• [SHORT PROBLEM A]
Rename "segmenter" to "annotator" in the entries, starting at their first line and ending with the line that contains "[[[309,99],[311,120],[357,117],[383,113],[382,86]]]". Keep everything else unchanged.

Lambert v. Holder et al (PLR2)
MEMORANDUM OPINION AND ORDER granting 33 Kelley's Motion to Dismiss and denying 45 Lambert's Motion to Amend. Count 5 of the complaint is DISMISSED with prejudice. Because Count 5 was the last remaining Count, this case is DISMISSED. Signed by District Judge Pamela L Reeves on January 19, 2017. (AYB)
UNITED STATES DISTRICT COURT
EASTERN DISTRICT OF TENNESSEE
MEMORANDUM OPINION AND ORDER
Before the Court are two motions. First is Patrick Kelley’s motion to dismiss Richard Lambert’s
claim against him. [D. 33]. Second is Lambert’s motion to amend his complaint. [D. 45]. For the
following reasons, the motion to dismiss is granted and the motion to amend is denied.
Richard Lambert was an FBI agent 1989–2012. In 2002, he was placed in charge of the
FBI’s investigation into the post-9/11 anthrax attacks. Lambert found his efforts marked by intransigence, apathy, and error from all sides. He summarized these problems in a July 2006 report that
he sent to the FBI’s Deputy Director. Lambert left the investigation around that time.

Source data

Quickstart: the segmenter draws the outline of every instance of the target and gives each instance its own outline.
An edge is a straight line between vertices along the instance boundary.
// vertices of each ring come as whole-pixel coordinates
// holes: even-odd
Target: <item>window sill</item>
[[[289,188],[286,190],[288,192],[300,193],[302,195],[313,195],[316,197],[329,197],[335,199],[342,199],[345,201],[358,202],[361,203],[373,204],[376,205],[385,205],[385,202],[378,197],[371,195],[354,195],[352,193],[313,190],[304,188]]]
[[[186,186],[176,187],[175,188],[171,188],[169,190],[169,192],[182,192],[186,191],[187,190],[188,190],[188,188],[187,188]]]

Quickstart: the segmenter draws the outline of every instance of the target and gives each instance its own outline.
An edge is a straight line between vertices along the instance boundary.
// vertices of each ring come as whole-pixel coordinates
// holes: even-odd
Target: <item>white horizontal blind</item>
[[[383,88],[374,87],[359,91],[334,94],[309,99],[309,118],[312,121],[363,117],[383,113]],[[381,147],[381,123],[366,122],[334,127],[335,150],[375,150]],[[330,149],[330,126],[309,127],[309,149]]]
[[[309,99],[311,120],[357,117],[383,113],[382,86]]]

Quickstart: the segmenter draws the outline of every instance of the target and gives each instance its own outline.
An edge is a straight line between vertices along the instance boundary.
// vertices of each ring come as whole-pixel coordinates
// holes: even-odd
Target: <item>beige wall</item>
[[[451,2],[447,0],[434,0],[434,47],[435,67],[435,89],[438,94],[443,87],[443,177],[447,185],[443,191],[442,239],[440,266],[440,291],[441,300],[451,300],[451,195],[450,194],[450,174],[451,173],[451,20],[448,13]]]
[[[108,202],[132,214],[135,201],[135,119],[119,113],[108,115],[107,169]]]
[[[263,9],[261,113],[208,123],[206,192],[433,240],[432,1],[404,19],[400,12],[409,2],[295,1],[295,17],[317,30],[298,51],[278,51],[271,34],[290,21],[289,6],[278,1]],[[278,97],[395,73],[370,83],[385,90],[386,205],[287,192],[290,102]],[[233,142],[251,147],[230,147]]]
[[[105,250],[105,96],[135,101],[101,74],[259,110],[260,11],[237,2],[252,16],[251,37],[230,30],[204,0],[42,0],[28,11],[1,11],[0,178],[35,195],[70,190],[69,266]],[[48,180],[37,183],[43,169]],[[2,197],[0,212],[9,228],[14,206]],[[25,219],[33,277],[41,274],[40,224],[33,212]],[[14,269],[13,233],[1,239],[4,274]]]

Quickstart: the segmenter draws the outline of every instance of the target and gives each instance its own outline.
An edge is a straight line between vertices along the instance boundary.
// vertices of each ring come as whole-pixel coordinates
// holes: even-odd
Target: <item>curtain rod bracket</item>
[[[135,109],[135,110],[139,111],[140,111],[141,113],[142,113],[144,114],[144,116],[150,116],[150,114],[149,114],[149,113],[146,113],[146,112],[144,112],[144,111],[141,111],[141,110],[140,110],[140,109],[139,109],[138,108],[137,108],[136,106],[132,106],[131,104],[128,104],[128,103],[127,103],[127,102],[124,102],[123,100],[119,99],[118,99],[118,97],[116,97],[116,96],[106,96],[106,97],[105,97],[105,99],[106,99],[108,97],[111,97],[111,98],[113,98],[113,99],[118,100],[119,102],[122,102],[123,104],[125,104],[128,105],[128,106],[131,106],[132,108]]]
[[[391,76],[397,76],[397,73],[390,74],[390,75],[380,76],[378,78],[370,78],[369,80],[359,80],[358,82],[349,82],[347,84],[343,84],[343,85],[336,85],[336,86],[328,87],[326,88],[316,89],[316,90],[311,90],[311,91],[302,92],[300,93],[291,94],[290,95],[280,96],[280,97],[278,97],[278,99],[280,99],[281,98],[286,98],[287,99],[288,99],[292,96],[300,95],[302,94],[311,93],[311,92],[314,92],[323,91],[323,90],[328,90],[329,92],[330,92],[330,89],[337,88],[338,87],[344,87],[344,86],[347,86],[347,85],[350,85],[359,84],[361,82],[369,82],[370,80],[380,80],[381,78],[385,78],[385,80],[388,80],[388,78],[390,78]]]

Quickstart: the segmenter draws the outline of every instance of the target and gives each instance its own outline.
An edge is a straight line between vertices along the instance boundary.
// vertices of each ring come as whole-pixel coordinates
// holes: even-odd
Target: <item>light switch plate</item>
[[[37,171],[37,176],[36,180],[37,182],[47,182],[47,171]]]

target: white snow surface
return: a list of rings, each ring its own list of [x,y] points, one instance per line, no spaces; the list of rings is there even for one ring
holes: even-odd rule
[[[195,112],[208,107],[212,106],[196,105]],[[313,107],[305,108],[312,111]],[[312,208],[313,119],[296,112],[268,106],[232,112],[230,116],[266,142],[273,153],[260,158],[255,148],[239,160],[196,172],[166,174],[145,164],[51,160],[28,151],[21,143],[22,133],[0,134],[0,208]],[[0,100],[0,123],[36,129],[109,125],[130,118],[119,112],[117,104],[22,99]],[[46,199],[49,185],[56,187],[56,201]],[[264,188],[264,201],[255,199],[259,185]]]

• [SHORT PROBLEM B]
How would the Lambert v. Holder opinion continue after its last sentence?

• [FINAL ANSWER A]
Quickstart: the annotator draws the outline of every instance of the target and gives each instance its own outline.
An edge is a straight line between vertices along the instance boundary.
// vertices of each ring come as whole-pixel coordinates
// holes: even-odd
Target: <item>window sill</item>
[[[289,188],[286,190],[288,192],[300,193],[302,195],[313,195],[316,197],[329,197],[335,199],[342,199],[345,201],[358,202],[361,203],[373,204],[376,205],[385,205],[385,202],[378,197],[371,195],[354,195],[352,193],[313,190],[304,188]]]
[[[186,186],[176,187],[175,188],[171,188],[169,190],[169,192],[182,192],[186,191],[187,190],[188,190],[188,188],[187,188]]]

Quickstart: the annotator draws the outline of every instance of the target and gives each instance its own outline.
An edge is a straight line between vertices along the instance boundary.
// vertices of each ring come as whole-pixel coordinates
// holes: even-odd
Target: <item>white horizontal blind</item>
[[[383,88],[374,87],[359,91],[334,94],[309,99],[309,118],[312,121],[363,117],[383,113]],[[381,147],[381,123],[366,122],[334,127],[335,150],[375,150]],[[330,149],[330,126],[309,127],[309,149]]]
[[[309,99],[311,120],[357,117],[383,113],[382,86]]]

• [FINAL ANSWER B]
During the investigation, the Government named Steven Hatfill as a person of interest. He
responded by suing the Government in D.C. federal court. During discovery, Hatfill’s attorney
acquired several emails written by Lambert detailing his complaints about the anthrax investigation. And when Hatfill’s lawyer deposed Lambert, further complaints came out.
Hatfill’s attorney then approached CBS about bringing to light the problems with the anthrax investigation. In April 2008, 60 Minutes aired an episode that used Lambert’s emails and
deposition testimony to reveal those problems. It led to public and congressional backlash
against the FBI.
Lambert kept working for the FBI until he retired in 2012. He soon took a job as Senior
Counterintelligence Officer for the Department of Energy Oak Ridge Counterintelligence Field
Office. In this role, Lambert acted as the go-between for the FBI and UT-Battelle, the company
that runs Oak Ridge National Laboratory. A staggering tangle of laws, regulations, and presidential decrees governed the public-private nature of Lambert’s new job.
On November 8, 2012, Lambert received an email from Patrick Kelley, an FBI attorney
and ethics official. The email accused Lambert of violating 18 U.S.C. § 207(c), which bars some
former federal employees from contacting current ones for a year after leaving their jobs. The
email found its way into the hands of the FBI and UT-Battelle. On June 10, 2013, UT-Battelle
fired Lambert and his security clearance was revoked. Lambert alleges that the email was retaliation for his role in shedding light on the troubled anthrax investigation.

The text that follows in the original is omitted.